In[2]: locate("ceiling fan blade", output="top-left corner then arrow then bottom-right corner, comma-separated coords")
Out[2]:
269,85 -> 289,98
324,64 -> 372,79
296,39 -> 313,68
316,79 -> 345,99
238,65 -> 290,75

▸ PROBLEM DESCRIPTION: Please put every line of the listing above into a Markdown table with the columns Row and Line, numbering each row and skipping blank lines.

▸ SOLUTION TO THIS TASK:
| Row | Line |
|---|---|
| 1 | In[2]: locate("ceiling fan blade", output="top-left corner then arrow then bottom-right corner, comma-separated coords") |
| 2 | Out[2]: |
| 3 | 269,85 -> 289,98 |
| 4 | 324,64 -> 372,79 |
| 5 | 296,39 -> 313,68 |
| 6 | 316,79 -> 345,99 |
| 7 | 238,65 -> 290,75 |